[Saved entries]
+-------+

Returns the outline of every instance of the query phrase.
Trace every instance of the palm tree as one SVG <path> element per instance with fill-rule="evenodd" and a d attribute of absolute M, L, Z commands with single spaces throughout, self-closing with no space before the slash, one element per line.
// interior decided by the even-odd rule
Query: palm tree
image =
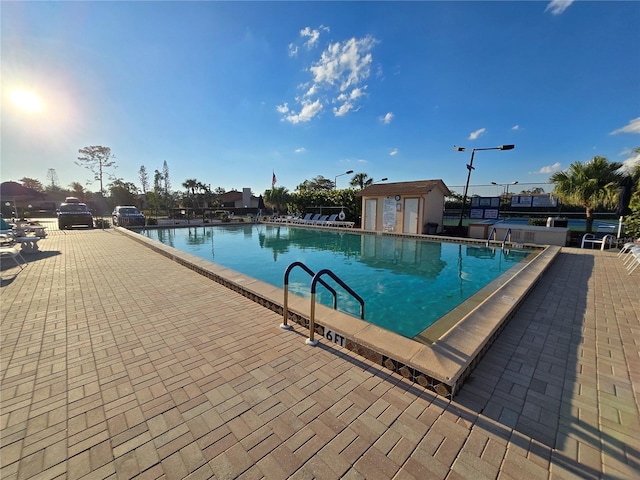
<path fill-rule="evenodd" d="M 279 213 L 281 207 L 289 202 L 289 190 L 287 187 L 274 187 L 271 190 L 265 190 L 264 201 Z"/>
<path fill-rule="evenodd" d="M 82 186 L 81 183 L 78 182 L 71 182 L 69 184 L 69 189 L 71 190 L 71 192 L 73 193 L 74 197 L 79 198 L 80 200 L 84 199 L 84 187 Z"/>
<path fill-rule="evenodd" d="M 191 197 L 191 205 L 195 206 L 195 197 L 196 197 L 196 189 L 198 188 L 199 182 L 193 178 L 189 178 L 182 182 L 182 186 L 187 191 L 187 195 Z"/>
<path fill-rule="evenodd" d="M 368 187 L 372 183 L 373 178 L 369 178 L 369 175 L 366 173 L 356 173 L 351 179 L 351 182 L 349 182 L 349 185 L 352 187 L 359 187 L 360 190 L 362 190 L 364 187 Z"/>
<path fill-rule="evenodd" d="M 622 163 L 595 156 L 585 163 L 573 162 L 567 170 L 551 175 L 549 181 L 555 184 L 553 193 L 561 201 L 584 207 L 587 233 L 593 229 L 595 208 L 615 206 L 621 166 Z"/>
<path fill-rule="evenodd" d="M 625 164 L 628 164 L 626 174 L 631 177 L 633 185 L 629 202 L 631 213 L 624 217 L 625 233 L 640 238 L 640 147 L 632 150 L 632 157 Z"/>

+-------+

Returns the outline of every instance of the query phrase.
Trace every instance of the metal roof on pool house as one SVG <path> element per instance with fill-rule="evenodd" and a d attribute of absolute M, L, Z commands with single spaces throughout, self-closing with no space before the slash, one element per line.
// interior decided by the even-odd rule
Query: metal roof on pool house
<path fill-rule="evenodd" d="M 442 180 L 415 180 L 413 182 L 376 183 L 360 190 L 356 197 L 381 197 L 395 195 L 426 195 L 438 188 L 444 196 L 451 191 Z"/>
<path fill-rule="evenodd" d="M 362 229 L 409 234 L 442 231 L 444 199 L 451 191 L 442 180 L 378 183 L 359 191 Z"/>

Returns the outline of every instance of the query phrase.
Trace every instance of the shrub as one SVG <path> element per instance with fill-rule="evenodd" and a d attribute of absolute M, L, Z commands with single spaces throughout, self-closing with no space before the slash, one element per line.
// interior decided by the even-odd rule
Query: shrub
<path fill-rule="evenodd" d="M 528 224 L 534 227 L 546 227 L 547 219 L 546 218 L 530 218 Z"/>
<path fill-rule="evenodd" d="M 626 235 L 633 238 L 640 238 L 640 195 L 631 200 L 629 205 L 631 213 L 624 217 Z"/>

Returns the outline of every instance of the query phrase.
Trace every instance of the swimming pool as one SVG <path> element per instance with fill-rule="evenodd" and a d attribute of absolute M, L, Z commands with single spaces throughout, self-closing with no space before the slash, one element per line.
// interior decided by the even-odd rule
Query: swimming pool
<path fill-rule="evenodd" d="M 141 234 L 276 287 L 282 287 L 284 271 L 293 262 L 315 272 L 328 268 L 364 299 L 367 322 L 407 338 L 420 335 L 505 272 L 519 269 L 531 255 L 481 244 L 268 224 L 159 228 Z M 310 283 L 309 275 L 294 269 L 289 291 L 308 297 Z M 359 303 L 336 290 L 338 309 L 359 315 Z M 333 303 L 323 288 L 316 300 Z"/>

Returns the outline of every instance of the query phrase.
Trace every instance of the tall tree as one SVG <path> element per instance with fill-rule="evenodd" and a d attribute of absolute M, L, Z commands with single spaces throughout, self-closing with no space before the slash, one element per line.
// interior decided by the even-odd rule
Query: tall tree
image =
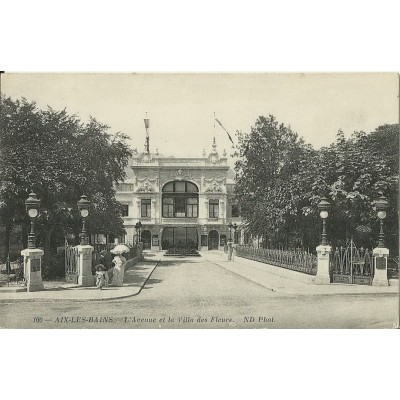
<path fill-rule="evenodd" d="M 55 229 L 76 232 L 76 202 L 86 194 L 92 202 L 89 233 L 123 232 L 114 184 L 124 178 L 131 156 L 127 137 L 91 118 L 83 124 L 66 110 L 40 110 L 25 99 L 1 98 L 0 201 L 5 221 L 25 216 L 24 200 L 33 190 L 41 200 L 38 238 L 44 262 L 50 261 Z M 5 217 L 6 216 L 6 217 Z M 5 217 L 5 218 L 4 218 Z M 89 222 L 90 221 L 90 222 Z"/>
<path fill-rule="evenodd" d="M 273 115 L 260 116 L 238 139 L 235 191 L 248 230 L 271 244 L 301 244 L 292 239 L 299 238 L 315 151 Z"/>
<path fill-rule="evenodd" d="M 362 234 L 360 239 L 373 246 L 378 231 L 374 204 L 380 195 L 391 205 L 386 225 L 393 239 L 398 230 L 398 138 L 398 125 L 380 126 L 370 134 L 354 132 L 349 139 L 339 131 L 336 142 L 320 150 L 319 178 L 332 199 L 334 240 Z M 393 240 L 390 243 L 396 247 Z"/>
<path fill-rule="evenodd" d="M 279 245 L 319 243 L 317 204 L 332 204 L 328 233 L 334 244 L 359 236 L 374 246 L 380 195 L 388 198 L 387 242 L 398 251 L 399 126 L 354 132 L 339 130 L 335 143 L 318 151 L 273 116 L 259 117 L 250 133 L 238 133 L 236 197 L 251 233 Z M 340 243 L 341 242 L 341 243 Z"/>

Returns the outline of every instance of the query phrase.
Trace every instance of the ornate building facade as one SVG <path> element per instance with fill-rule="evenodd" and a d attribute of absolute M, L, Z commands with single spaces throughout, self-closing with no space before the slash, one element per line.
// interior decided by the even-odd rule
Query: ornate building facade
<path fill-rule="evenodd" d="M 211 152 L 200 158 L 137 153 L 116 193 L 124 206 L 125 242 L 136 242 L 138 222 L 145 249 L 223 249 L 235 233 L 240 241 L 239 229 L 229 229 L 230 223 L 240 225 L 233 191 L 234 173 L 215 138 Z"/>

+-------+

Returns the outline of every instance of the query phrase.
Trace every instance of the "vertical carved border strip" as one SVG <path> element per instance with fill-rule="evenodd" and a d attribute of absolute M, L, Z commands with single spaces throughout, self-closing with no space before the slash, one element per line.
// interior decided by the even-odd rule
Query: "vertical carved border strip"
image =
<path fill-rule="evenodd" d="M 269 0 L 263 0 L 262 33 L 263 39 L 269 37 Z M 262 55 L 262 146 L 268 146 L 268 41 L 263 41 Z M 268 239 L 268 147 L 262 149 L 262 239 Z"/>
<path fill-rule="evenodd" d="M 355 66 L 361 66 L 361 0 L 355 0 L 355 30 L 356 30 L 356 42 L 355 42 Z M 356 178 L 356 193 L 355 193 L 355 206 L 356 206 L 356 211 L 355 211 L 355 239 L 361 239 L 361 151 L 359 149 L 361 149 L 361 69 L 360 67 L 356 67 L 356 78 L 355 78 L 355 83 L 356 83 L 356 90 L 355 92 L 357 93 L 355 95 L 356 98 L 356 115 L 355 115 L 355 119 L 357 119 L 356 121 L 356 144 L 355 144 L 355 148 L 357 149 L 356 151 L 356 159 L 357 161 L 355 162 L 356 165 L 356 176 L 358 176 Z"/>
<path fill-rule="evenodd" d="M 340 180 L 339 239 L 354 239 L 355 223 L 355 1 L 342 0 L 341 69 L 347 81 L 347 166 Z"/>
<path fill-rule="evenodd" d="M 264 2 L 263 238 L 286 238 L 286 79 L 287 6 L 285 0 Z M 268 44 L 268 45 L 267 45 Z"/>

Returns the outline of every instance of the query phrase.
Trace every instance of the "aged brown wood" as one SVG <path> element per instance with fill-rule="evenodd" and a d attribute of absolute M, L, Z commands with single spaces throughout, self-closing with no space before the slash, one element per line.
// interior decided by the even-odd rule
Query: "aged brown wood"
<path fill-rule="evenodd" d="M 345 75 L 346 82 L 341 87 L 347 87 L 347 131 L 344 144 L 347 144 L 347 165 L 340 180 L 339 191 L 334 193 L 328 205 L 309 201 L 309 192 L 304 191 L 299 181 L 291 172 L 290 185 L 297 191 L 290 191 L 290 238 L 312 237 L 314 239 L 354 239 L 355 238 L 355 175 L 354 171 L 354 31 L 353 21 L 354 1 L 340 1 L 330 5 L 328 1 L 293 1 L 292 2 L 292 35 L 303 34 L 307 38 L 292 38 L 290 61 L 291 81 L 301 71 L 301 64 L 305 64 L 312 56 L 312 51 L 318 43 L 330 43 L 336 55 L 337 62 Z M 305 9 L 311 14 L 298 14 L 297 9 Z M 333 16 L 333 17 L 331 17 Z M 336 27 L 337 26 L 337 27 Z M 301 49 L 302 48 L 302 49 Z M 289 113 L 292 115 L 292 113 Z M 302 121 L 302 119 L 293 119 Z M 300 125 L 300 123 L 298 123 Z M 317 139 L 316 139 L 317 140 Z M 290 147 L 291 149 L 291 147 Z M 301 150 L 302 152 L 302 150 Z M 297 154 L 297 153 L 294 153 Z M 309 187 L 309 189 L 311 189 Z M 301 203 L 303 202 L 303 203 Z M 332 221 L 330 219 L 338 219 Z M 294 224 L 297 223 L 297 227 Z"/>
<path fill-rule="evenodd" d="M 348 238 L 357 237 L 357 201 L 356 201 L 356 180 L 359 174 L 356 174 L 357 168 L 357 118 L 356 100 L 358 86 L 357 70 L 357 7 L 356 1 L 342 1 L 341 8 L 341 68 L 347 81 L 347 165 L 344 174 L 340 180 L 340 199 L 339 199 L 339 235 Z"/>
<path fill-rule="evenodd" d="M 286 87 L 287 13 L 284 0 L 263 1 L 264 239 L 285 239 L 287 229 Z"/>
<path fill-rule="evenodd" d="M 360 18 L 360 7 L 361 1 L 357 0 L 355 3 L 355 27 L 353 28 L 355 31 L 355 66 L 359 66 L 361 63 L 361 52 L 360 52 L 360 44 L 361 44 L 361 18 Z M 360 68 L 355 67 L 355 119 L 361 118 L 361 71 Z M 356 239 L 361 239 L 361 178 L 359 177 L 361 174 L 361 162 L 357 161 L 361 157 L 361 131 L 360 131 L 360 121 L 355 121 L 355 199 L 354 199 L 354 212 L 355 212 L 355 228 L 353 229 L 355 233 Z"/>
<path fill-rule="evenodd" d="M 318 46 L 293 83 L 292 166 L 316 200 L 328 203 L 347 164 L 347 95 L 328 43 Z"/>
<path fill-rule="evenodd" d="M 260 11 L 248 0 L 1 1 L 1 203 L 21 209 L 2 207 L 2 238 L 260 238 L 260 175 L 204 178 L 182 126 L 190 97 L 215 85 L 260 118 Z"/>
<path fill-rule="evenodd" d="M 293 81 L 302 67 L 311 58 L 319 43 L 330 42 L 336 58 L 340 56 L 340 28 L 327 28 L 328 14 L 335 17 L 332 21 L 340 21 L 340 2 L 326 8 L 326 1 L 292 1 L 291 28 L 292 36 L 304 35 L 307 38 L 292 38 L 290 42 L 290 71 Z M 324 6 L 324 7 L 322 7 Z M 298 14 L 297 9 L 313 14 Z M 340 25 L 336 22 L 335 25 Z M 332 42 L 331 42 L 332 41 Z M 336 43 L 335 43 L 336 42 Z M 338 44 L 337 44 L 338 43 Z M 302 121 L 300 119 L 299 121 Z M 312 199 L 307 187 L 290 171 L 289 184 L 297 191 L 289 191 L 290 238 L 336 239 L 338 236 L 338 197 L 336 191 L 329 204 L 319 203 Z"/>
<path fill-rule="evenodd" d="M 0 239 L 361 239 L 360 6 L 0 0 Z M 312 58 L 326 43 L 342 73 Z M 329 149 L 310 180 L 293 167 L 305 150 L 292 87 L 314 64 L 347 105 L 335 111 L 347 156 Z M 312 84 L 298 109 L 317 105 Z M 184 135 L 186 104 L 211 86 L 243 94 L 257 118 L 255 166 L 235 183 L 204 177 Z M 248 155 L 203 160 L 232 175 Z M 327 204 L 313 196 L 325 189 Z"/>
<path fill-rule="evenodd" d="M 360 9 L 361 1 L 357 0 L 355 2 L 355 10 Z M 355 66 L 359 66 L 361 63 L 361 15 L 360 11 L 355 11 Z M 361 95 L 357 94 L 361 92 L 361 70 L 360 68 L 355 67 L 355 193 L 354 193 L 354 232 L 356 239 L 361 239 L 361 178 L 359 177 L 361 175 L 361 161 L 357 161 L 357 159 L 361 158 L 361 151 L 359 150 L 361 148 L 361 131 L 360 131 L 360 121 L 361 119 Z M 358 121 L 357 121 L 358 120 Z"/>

+-------+

▶ **Exercise prompt**:
In your answer, include only the lines above starting at the line that holds "Trace every instance of the tall" and ending at the line that holds "Query: tall tree", copied exactly.

▶ **Your solution**:
Trace every instance of the tall tree as one SVG <path> element per instance with fill-rule="evenodd" and a d attribute of absolute M, L, Z commands with single spaces throughout, self-closing with no space before the slash, one element per line.
// interior decided by the even-odd rule
Query: tall tree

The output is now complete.